→ **The task**: All entries that follow are to be printed exactly as written.
▬▬▬▬▬▬
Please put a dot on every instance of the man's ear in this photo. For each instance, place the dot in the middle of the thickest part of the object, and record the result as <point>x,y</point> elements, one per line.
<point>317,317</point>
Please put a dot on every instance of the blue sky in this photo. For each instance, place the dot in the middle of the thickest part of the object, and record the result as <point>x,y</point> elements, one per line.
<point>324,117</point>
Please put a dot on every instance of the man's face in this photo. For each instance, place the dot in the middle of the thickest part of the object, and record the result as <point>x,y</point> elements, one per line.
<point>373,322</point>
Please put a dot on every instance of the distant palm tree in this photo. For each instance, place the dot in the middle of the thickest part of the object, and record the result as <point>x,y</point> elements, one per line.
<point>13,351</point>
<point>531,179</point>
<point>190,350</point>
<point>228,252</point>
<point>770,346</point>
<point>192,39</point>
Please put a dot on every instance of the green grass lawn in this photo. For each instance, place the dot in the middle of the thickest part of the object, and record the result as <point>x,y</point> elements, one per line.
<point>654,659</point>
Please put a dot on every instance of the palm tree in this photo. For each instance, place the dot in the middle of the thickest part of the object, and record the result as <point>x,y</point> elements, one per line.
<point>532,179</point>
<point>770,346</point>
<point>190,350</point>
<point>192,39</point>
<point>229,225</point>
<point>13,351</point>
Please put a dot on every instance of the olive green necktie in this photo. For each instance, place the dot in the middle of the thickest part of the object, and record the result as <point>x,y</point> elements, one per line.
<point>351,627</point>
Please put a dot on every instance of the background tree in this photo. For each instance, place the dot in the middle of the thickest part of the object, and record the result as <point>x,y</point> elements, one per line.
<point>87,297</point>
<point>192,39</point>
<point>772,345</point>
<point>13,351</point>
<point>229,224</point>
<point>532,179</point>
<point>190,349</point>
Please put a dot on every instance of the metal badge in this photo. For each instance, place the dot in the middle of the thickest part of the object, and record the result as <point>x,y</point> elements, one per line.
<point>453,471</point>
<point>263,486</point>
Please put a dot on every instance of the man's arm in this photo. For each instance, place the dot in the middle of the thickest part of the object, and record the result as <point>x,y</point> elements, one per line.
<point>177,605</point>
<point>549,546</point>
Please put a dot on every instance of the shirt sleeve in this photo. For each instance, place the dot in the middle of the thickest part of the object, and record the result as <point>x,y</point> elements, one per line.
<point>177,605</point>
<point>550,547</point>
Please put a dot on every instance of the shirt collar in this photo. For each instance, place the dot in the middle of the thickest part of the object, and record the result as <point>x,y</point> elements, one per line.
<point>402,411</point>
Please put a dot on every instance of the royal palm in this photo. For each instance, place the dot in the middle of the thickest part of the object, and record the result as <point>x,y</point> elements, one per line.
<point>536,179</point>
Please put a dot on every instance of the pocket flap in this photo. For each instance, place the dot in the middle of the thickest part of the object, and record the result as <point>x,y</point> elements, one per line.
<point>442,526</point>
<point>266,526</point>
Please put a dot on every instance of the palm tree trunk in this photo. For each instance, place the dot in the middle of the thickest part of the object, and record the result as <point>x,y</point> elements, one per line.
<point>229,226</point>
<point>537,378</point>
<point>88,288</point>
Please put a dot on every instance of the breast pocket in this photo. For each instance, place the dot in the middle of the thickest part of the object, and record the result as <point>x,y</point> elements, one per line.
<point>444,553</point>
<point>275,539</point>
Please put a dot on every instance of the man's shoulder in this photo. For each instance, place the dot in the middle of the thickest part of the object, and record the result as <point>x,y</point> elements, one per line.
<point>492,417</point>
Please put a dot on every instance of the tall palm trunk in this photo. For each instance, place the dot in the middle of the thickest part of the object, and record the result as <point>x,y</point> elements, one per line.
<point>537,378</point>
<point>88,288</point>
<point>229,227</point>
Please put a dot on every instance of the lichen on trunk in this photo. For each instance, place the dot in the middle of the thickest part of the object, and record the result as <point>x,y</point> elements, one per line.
▬▬▬▬▬▬
→ **Solution to the problem**:
Please put a dot on every instance of the man's ear in this photo. For each instance, place the dot in the middle of the thickest part of the object, and record the result as <point>x,y</point> elements, one per line.
<point>317,317</point>
Please put a dot on every instance of the blue sky in this photo. For each instance, place the dot in the middle of the thickest part of the object, and record the result as <point>x,y</point> elements, one per line.
<point>324,117</point>
Please put a dot on every instance of the man's face in this photo. For each instance, place the dot in the middle of the thickest part of the object, and record the result as <point>x,y</point> elements, one per line.
<point>373,322</point>
Please put a dot on every instance of the distant palm tree in this photo. For each instance, place the dot in the middle of the thickest part of the object, and record the result as <point>x,y</point> elements, one per line.
<point>13,351</point>
<point>531,179</point>
<point>190,350</point>
<point>228,252</point>
<point>770,346</point>
<point>192,39</point>
Please put a dot on every instance of the green grass lawn in this photo. For each instance, place the dot in the middle of the thickest part of the object, and record the result as <point>x,y</point> elements, one per line.
<point>654,659</point>
Please put a dot on every instance of the palm tree in this photo. For each instance, place the dot in the middle of the thickest part of the object, and record the result as <point>x,y</point> elements, one per line.
<point>532,179</point>
<point>770,346</point>
<point>190,350</point>
<point>192,39</point>
<point>229,225</point>
<point>13,351</point>
Please put a dot on every instance of the olive green necktie in this photo. For each instance, place the dot in the middle of the thickest part of the object, and record the result as <point>x,y</point> elements, one per line.
<point>351,627</point>
Please put a dot on every instance of the background tree in this photo. For each instance, place the dot in the middle of the thickest part of the object, and record the result as <point>x,y</point> elements, one per line.
<point>87,297</point>
<point>192,39</point>
<point>772,345</point>
<point>13,351</point>
<point>229,224</point>
<point>532,179</point>
<point>190,349</point>
Please put a dot on every instance of the metal badge in this photo. For each instance, place the dot in the middle of the thickest part of the object, and record the result as <point>x,y</point> elements, one per line.
<point>453,471</point>
<point>263,486</point>
Please put a dot on every instance of the man's arm in this photo. For each instance, place the dot in the middle of the thickest part of the object, and record the result as <point>x,y</point> elements, one per line.
<point>177,605</point>
<point>549,546</point>
Please put a dot on every instance of the shirt sleeve in this photo. For each instance, place the dot in the middle of the thickest part of the object, and record the result as <point>x,y</point> elements, one per line.
<point>177,605</point>
<point>550,547</point>
Please put a dot on every instance of the shirt collar in this photo. For each instance, place the dot in the middle of the thickest part of the object, and record the result as <point>x,y</point> elements, one per line.
<point>402,411</point>
Please put a dot on every instance of the royal palm in this photo. For each instance, place the dot in the middle of the thickest part of the object, and record the result as <point>x,y</point> elements, one per line.
<point>536,179</point>
Please put a dot on every instance of the pocket flap in this photo. For each instance, place the dot in the middle of the thickest part of the object, and record the result as <point>x,y</point> elements, one per line.
<point>442,526</point>
<point>266,526</point>
Please put a dot on every instance of the palm tree trunk in this photo. For each instance, place the dot in the middle of the thickest part of the object, and record the result as <point>x,y</point> elements, one per line.
<point>229,226</point>
<point>537,378</point>
<point>88,288</point>
Please put a dot on every instance of the breast pocket in this photo. For each instance, place the dot in the middle of the thickest part of the object, and record the result as <point>x,y</point> elements, one per line.
<point>444,553</point>
<point>275,539</point>
Please put a dot on every instance of the man's shoulder in this photo. For each instance, place the dot in the middle of the thickest part of the object, and record the result as <point>x,y</point> elements, one per line.
<point>492,417</point>
Please put a dot on every instance of the tall palm trunk in this photo. For each instance, place the dot in the middle of the thickest part of the object, and record the result as <point>x,y</point> elements, one per line.
<point>537,378</point>
<point>88,288</point>
<point>229,227</point>
Please put a dot on every instance of the lichen on trunk in this photo. For each instance, place the dot in the middle of the thickest part of the object, and record the result as <point>x,y</point> elements, one per line.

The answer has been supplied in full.